### BRIEF
Beginning with the line that contains "of the driver", output each line below exactly through the last one, both included, and nothing else.

DATA TO USE: Begin

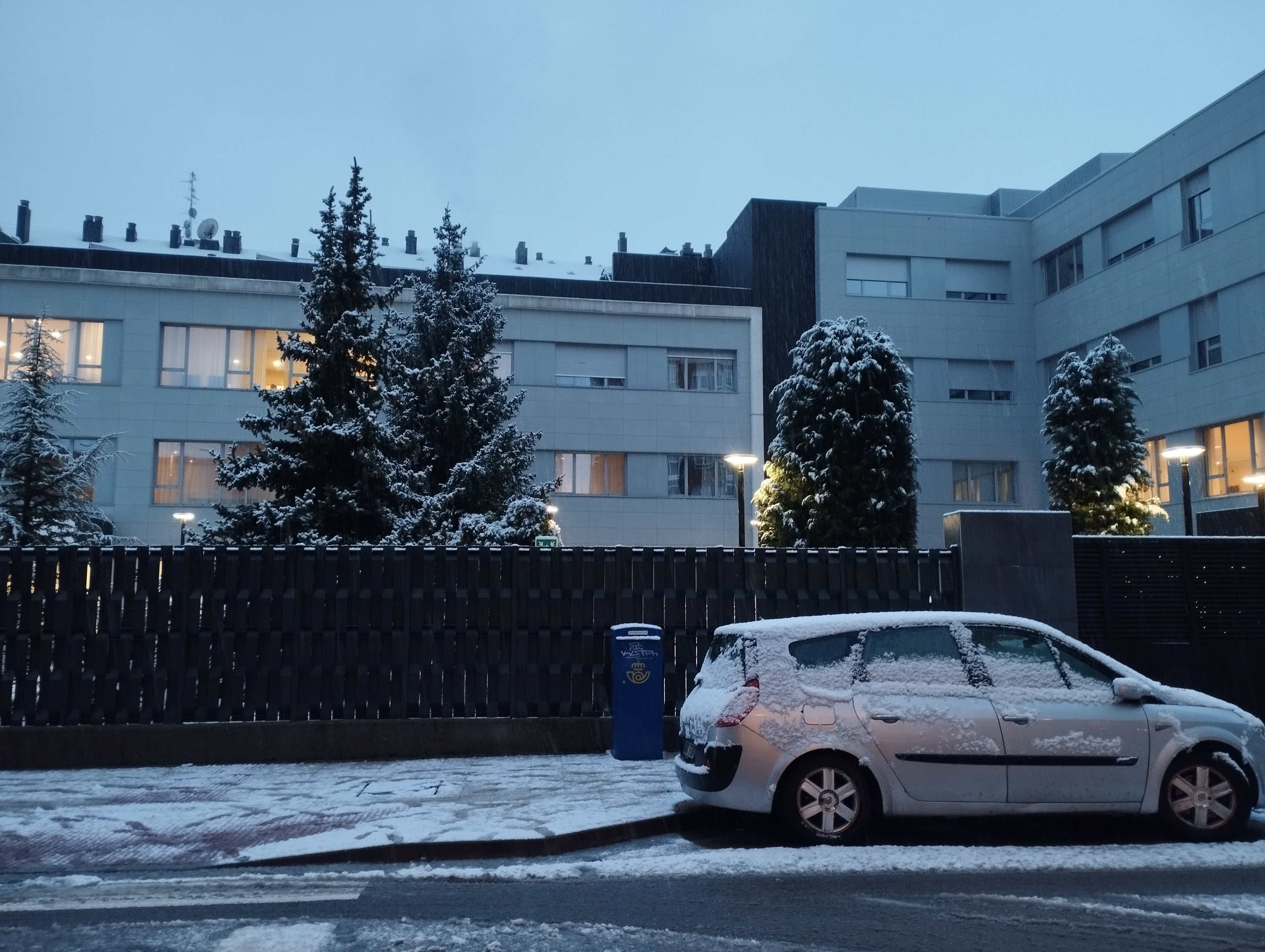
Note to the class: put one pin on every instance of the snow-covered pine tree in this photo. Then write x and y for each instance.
(466, 466)
(1097, 469)
(322, 446)
(43, 486)
(842, 471)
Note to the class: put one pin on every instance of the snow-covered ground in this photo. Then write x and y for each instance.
(680, 858)
(197, 816)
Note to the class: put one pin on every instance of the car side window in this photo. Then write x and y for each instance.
(1083, 672)
(824, 652)
(919, 654)
(1016, 658)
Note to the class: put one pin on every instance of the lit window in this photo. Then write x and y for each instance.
(185, 473)
(1158, 467)
(590, 473)
(700, 476)
(689, 372)
(76, 347)
(1064, 268)
(226, 358)
(1232, 451)
(983, 482)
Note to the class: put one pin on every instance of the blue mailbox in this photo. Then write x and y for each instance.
(637, 692)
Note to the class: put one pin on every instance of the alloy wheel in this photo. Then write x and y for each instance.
(1202, 798)
(828, 801)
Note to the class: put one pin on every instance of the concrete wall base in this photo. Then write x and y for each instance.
(303, 741)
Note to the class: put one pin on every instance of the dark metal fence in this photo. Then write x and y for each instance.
(136, 635)
(1187, 611)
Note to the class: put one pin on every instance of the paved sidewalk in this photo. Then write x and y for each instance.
(198, 816)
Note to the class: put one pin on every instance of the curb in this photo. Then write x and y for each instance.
(686, 822)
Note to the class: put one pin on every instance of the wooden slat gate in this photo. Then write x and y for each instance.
(140, 635)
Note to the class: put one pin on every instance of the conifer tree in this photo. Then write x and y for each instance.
(322, 447)
(43, 487)
(842, 471)
(1097, 469)
(465, 468)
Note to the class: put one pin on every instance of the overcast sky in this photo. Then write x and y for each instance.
(563, 124)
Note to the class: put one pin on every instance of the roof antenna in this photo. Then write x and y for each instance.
(193, 198)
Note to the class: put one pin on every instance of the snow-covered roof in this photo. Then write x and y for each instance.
(391, 257)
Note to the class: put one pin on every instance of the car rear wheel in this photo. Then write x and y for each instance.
(825, 800)
(1205, 797)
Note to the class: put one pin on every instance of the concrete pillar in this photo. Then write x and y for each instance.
(1016, 563)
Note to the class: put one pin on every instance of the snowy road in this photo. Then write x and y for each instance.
(912, 912)
(84, 821)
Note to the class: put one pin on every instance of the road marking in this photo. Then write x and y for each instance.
(51, 896)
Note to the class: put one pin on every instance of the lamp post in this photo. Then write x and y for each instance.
(740, 462)
(1183, 456)
(1258, 480)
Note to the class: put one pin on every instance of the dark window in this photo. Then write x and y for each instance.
(1131, 252)
(1209, 352)
(827, 650)
(1200, 214)
(1081, 669)
(1016, 658)
(700, 476)
(1064, 268)
(923, 654)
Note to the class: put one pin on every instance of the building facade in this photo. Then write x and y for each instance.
(642, 377)
(637, 401)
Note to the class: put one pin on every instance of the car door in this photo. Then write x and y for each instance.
(1067, 738)
(934, 729)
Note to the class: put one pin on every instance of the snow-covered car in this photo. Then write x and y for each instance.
(832, 721)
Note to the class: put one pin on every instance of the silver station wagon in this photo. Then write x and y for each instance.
(832, 721)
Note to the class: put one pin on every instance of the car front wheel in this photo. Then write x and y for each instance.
(1205, 797)
(825, 800)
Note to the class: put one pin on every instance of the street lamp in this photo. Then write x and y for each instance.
(740, 462)
(1258, 480)
(1183, 456)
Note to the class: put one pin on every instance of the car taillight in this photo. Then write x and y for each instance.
(744, 700)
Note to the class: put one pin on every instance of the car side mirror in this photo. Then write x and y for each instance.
(1129, 690)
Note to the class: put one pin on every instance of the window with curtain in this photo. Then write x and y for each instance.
(76, 346)
(590, 473)
(185, 474)
(226, 358)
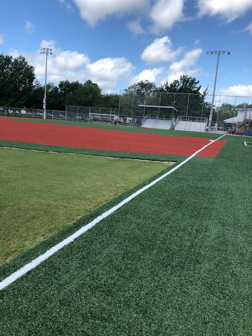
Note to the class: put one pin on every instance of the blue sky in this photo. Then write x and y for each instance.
(117, 43)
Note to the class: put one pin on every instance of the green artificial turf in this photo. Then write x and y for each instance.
(42, 192)
(176, 260)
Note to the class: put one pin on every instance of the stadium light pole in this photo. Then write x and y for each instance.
(45, 51)
(218, 53)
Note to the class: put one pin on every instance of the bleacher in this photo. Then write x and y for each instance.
(190, 124)
(157, 123)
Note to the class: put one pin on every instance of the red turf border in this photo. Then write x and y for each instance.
(101, 139)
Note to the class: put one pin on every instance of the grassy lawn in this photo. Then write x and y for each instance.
(41, 193)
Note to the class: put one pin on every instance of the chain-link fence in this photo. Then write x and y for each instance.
(135, 109)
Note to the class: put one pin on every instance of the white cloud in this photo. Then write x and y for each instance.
(93, 11)
(29, 27)
(107, 72)
(165, 13)
(135, 27)
(162, 14)
(66, 4)
(237, 90)
(249, 28)
(160, 51)
(149, 75)
(70, 60)
(228, 9)
(183, 67)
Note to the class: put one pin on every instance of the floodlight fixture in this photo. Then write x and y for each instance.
(218, 53)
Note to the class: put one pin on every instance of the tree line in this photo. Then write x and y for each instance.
(20, 88)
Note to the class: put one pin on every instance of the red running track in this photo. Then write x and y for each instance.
(112, 140)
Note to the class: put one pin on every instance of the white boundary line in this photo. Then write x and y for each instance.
(34, 263)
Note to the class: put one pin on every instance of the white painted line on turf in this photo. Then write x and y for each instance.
(34, 263)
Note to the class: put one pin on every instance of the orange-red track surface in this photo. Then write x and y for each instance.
(93, 138)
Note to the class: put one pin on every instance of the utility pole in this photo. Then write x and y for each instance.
(218, 53)
(45, 51)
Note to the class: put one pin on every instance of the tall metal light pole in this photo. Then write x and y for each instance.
(215, 80)
(45, 51)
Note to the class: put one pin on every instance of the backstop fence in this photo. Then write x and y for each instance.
(135, 108)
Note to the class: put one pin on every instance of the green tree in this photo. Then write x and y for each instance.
(16, 81)
(184, 94)
(224, 111)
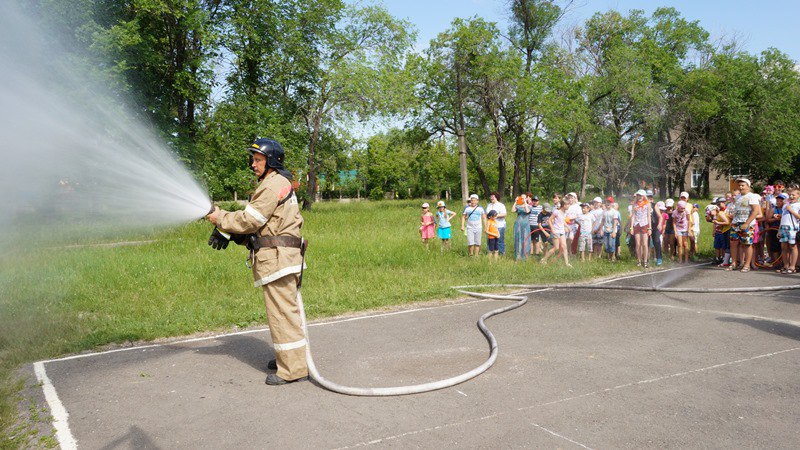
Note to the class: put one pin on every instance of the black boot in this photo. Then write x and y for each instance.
(274, 380)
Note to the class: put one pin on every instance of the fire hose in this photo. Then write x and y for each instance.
(519, 300)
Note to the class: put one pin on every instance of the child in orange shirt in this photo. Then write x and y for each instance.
(492, 235)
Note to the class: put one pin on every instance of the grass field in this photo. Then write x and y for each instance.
(362, 256)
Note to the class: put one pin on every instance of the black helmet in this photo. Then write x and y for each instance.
(274, 154)
(271, 149)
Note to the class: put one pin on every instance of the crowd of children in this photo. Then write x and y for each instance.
(751, 231)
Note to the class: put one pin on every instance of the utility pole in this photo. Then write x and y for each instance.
(462, 157)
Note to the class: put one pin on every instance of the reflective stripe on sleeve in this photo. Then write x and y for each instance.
(290, 345)
(256, 215)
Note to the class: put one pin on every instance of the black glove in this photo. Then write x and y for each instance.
(218, 240)
(239, 239)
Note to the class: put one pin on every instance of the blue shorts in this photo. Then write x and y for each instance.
(788, 234)
(722, 241)
(742, 234)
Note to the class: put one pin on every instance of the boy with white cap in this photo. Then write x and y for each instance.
(473, 222)
(747, 208)
(443, 218)
(573, 211)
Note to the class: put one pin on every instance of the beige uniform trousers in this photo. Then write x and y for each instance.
(285, 327)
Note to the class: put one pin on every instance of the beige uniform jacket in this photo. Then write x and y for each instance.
(264, 217)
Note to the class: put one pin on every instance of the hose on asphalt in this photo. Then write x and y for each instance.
(519, 300)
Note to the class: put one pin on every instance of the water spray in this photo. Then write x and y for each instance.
(519, 300)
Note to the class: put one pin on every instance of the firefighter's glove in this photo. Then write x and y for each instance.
(218, 240)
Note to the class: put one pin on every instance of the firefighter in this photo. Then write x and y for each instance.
(270, 228)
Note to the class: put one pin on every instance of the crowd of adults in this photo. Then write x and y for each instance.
(750, 231)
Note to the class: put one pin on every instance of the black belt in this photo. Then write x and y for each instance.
(278, 241)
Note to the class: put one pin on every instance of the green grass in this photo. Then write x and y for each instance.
(365, 255)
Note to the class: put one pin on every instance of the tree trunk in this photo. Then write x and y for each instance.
(311, 191)
(481, 174)
(519, 161)
(584, 171)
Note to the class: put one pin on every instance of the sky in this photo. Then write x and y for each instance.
(756, 25)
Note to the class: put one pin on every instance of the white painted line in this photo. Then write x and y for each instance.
(424, 430)
(567, 399)
(318, 324)
(722, 313)
(60, 414)
(655, 272)
(64, 436)
(661, 378)
(560, 436)
(255, 330)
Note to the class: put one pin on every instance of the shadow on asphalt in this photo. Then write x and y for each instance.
(134, 438)
(247, 349)
(776, 328)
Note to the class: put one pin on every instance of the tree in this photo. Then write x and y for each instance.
(355, 73)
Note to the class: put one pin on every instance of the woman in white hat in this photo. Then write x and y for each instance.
(642, 227)
(443, 218)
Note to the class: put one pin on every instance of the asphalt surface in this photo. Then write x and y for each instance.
(576, 369)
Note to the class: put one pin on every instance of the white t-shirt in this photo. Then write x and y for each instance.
(787, 219)
(572, 214)
(586, 221)
(743, 204)
(598, 220)
(501, 209)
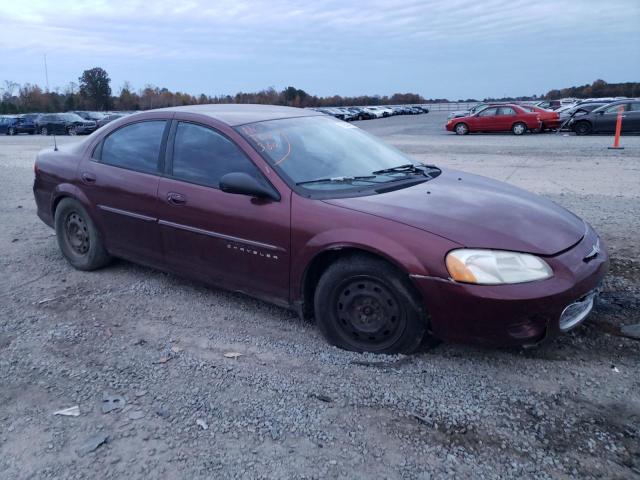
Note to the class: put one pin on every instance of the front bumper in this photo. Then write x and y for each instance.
(519, 314)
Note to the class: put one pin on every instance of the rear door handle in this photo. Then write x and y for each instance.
(176, 198)
(88, 178)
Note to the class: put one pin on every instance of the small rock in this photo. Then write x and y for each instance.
(136, 415)
(91, 444)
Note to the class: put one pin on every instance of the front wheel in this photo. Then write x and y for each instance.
(582, 128)
(519, 128)
(364, 304)
(461, 129)
(77, 236)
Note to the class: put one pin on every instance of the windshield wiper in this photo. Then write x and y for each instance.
(408, 167)
(338, 179)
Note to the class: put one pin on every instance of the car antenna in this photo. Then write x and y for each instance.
(46, 76)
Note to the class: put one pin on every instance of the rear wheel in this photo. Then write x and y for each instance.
(365, 305)
(582, 128)
(519, 128)
(461, 129)
(78, 237)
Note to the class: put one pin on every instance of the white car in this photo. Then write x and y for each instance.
(376, 111)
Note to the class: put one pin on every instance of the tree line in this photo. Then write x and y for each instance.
(93, 92)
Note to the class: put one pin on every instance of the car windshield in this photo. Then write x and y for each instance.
(328, 154)
(71, 117)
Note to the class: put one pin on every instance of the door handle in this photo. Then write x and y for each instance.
(88, 178)
(176, 198)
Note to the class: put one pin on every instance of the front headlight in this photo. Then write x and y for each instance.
(495, 267)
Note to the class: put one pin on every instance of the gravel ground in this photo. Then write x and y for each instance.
(142, 355)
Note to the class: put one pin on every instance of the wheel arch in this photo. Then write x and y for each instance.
(67, 190)
(319, 263)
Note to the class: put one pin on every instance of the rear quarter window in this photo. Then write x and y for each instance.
(134, 147)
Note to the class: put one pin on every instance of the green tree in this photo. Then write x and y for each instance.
(94, 86)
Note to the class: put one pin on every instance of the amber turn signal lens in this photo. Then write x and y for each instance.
(459, 271)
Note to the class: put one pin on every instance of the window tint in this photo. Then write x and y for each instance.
(615, 108)
(135, 146)
(203, 156)
(488, 112)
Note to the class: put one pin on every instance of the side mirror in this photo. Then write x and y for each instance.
(243, 184)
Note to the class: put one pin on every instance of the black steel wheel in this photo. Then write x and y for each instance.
(369, 314)
(519, 128)
(461, 128)
(77, 236)
(364, 304)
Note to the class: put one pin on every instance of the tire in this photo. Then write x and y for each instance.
(384, 315)
(582, 128)
(78, 238)
(461, 128)
(519, 128)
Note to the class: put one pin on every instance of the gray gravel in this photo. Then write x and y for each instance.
(291, 406)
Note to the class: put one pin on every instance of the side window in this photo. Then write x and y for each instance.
(203, 156)
(489, 112)
(615, 108)
(136, 146)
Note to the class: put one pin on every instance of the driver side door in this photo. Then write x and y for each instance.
(235, 241)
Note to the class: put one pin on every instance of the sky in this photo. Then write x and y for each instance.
(453, 49)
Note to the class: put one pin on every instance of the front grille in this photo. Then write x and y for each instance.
(575, 313)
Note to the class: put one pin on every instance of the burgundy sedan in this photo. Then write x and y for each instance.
(314, 214)
(494, 118)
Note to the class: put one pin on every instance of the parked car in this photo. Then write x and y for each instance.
(579, 109)
(603, 119)
(109, 118)
(361, 113)
(16, 124)
(502, 118)
(549, 119)
(290, 206)
(549, 104)
(377, 112)
(64, 124)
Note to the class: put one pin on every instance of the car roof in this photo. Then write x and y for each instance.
(240, 114)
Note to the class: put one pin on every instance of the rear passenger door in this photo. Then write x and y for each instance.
(236, 241)
(505, 119)
(120, 179)
(486, 120)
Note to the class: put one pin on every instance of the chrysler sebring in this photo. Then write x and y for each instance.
(314, 214)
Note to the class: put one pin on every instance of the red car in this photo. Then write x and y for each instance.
(550, 120)
(496, 118)
(314, 214)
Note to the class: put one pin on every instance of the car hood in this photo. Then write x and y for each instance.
(478, 212)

DATA TO USE: End

### ANSWER SPACE
Note to the class: put one pin on every instance of the driver side door in this photo. Then write x and y for each instance.
(235, 241)
Note to the class: put one pin on every instance of the sky in this photo. Then write x and y for each instance.
(453, 49)
Note to the class: put one pin on every instance of the front grille in this photo. Then write x and y for each instance.
(575, 313)
Note to the class: put one pin on every instance of the burgundy sedan in this photo. Then write x and y for each instance.
(314, 214)
(494, 118)
Note to the class: put one pin on every instance of the parked car in this photo. Then write x and y for each instance.
(579, 109)
(603, 119)
(109, 118)
(361, 113)
(16, 124)
(502, 118)
(549, 119)
(290, 206)
(549, 104)
(377, 112)
(64, 124)
Note to the class: put one pin on every instance of the car roof in this photo. Then write x and y for each instance.
(240, 114)
Note to the class: put one pin on every instance of the rear passenger door in this photo. Then write x and y for each instance.
(236, 241)
(505, 119)
(120, 179)
(486, 120)
Note to the class: put one pin on every instance of the chrysler sebring in this photo. Then write x and y for each instance.
(314, 214)
Note to the class: put one pin on every instance of the red car in this photo. Then write x and y for each instance.
(550, 120)
(496, 118)
(314, 214)
Note to the class: put one pin on every instance of the car hood in this photo. Then write x and y for each instance.
(478, 212)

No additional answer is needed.